Dataset records
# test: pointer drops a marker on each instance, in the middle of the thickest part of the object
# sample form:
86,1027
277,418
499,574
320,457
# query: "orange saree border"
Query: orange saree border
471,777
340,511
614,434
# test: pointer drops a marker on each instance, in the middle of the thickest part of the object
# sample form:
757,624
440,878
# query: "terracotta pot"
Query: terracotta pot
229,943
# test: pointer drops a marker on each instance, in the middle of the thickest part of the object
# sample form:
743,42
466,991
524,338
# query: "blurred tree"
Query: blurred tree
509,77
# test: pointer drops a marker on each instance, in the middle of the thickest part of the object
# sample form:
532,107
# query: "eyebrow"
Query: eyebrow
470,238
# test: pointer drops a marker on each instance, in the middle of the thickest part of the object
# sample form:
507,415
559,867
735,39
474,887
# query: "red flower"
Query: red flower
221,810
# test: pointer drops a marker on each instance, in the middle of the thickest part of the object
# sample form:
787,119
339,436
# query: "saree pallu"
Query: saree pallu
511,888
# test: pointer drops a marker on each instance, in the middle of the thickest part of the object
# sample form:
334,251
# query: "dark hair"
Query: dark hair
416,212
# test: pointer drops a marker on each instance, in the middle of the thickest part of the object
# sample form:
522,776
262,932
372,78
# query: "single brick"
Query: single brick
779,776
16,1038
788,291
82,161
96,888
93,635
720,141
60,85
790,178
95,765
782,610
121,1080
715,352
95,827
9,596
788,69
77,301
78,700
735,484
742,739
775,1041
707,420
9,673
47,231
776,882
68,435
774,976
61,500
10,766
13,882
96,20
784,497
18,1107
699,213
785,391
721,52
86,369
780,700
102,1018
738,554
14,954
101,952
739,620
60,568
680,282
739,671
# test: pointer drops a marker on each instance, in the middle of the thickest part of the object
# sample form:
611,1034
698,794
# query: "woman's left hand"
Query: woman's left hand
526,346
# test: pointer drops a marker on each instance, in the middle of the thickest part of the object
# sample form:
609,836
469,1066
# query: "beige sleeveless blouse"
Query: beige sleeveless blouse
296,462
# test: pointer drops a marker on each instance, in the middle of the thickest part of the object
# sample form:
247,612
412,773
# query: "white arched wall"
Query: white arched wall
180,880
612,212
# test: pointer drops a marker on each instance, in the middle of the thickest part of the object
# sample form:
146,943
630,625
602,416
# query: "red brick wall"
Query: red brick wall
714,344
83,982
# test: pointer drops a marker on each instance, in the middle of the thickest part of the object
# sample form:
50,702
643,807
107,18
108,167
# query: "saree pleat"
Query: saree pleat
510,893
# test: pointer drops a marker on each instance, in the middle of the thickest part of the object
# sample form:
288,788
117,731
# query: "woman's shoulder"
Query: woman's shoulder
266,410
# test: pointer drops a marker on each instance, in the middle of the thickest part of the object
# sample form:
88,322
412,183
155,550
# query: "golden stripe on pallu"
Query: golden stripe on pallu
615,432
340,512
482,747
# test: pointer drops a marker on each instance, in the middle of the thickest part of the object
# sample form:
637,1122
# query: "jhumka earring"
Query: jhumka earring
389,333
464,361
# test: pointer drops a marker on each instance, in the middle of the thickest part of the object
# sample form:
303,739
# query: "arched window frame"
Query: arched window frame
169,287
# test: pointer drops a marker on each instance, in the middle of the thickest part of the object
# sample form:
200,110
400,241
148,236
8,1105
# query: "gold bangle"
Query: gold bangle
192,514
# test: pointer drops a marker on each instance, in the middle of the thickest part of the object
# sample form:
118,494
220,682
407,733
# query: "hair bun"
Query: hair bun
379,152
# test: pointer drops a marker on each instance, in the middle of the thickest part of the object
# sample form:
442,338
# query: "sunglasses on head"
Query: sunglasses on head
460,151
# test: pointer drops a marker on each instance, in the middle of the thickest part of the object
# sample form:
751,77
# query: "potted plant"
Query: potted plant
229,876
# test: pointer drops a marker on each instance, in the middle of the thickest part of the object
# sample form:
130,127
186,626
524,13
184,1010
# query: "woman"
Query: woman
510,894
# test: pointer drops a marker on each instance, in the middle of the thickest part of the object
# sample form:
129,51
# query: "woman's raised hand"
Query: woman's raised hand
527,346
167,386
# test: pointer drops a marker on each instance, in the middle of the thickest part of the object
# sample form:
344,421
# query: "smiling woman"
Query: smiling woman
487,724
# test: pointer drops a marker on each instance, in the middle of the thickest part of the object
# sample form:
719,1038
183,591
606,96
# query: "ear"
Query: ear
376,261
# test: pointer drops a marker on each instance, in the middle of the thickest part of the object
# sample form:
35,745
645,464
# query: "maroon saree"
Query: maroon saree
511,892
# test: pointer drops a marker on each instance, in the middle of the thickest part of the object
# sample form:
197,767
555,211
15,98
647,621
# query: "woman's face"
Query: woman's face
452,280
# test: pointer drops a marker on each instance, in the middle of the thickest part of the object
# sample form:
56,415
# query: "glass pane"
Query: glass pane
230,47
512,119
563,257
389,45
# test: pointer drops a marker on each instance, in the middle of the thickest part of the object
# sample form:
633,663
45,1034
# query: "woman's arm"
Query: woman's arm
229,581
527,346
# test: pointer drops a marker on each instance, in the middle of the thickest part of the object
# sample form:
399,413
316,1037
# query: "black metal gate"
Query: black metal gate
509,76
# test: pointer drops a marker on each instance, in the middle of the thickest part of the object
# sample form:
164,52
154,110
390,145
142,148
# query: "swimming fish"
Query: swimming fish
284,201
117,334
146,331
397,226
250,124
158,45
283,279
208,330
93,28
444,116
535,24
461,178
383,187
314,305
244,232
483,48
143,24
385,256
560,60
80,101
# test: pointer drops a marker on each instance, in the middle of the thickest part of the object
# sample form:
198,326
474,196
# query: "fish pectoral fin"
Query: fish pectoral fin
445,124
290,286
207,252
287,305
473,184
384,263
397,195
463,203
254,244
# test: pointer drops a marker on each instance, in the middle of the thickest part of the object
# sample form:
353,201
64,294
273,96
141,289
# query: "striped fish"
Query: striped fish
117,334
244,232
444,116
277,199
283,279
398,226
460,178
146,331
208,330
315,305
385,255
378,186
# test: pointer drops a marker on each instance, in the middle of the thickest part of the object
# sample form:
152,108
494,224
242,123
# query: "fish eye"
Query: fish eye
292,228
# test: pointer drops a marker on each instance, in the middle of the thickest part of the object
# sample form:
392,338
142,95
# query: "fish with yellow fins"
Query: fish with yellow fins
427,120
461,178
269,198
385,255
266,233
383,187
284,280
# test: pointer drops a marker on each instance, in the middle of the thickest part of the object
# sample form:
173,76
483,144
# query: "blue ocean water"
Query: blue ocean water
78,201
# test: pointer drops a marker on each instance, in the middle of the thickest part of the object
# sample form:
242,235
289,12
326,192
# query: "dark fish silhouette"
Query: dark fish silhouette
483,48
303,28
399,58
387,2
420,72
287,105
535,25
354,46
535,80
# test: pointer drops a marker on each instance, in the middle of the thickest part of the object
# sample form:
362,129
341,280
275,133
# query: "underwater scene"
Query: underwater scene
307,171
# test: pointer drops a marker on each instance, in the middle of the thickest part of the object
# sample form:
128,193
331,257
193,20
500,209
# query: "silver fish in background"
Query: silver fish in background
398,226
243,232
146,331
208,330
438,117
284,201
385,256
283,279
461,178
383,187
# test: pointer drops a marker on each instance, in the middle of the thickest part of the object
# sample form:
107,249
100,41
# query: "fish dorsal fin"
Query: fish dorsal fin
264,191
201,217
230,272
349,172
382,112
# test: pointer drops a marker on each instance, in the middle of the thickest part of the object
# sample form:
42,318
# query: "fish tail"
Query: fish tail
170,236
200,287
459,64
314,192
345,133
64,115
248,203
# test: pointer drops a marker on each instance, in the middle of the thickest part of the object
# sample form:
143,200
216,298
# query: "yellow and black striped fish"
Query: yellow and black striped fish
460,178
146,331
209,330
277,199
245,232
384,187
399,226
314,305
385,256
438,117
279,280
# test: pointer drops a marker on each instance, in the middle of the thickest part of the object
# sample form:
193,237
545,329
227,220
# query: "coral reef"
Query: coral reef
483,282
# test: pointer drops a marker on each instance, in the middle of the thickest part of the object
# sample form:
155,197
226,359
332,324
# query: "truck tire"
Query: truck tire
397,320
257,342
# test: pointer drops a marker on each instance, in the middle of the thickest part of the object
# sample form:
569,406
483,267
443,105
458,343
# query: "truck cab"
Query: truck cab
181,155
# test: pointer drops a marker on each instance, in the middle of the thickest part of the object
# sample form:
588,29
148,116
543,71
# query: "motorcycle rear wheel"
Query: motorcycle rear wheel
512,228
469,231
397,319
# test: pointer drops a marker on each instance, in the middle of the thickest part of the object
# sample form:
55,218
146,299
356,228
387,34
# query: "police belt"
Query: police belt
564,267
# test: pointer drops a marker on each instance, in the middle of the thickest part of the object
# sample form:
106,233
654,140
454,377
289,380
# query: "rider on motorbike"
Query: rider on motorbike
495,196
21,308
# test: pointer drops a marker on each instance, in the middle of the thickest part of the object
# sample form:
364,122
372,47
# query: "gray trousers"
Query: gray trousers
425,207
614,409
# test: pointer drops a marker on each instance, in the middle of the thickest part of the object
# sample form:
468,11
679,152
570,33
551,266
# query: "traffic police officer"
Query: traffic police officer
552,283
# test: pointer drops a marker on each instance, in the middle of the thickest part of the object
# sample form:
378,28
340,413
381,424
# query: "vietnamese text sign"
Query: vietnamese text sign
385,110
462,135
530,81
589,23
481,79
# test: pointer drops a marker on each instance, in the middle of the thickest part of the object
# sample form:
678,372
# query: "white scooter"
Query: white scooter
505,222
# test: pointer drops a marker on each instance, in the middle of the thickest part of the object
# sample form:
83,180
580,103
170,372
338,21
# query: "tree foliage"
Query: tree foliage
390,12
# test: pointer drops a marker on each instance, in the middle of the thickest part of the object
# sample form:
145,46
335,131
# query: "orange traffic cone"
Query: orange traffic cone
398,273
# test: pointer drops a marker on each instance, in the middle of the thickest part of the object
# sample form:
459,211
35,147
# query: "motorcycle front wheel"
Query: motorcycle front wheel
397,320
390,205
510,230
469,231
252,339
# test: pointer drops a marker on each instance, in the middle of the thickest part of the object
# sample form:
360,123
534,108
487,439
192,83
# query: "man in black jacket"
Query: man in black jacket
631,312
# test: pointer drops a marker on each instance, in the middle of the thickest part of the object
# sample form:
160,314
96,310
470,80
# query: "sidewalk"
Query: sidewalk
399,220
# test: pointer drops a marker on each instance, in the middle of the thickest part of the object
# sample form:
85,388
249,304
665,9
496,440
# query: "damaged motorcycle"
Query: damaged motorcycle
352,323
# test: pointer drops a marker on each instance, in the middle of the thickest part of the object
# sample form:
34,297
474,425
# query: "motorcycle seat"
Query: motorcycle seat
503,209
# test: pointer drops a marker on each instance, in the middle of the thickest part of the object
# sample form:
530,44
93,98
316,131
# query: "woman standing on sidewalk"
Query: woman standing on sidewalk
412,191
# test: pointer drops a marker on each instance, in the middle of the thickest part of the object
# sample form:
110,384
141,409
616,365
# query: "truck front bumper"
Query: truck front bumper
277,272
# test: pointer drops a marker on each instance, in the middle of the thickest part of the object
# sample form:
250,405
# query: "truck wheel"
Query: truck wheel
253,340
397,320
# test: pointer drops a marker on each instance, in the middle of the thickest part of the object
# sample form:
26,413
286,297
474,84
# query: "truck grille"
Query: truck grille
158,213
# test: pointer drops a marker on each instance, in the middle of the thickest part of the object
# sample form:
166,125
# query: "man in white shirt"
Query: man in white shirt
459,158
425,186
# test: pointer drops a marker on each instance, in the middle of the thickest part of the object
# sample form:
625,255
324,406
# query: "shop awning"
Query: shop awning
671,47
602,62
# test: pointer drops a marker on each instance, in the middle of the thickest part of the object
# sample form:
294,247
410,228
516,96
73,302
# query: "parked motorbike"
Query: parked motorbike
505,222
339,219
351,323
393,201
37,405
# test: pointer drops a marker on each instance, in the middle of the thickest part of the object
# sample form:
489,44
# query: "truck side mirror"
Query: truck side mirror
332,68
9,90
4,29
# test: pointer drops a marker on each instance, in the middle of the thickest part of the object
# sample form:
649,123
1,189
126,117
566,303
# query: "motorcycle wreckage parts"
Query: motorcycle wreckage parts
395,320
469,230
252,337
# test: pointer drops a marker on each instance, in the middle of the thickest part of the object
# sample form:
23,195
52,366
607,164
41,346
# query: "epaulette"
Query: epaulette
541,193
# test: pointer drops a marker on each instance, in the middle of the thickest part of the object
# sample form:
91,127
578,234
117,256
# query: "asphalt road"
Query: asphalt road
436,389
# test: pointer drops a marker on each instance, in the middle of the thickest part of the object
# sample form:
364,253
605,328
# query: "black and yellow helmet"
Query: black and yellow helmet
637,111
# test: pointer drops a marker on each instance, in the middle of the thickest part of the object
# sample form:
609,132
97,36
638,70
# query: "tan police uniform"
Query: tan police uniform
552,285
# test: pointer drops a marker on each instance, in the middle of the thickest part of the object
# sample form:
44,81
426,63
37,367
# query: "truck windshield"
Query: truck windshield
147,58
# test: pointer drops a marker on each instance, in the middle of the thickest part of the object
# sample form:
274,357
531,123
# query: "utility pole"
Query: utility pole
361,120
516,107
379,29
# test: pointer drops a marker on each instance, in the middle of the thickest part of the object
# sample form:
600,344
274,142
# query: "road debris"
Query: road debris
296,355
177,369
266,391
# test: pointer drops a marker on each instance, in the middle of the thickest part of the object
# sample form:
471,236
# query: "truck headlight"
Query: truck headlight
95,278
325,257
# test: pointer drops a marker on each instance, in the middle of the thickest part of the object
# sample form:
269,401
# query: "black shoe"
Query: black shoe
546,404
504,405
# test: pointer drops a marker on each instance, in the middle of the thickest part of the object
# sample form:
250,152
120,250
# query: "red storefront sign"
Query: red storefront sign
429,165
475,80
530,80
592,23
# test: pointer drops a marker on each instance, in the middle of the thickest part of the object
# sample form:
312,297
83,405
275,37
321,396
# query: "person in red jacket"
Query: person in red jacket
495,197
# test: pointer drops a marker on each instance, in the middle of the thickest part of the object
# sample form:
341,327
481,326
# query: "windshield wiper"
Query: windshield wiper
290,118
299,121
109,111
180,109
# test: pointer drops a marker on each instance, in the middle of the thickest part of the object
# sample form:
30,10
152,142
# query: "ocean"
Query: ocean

▶ Stated problem
Extract every line of the data above that contains the string "silhouette".

▶ Complete response
# query: "dark fish silhouette"
Query: dark fish silhouette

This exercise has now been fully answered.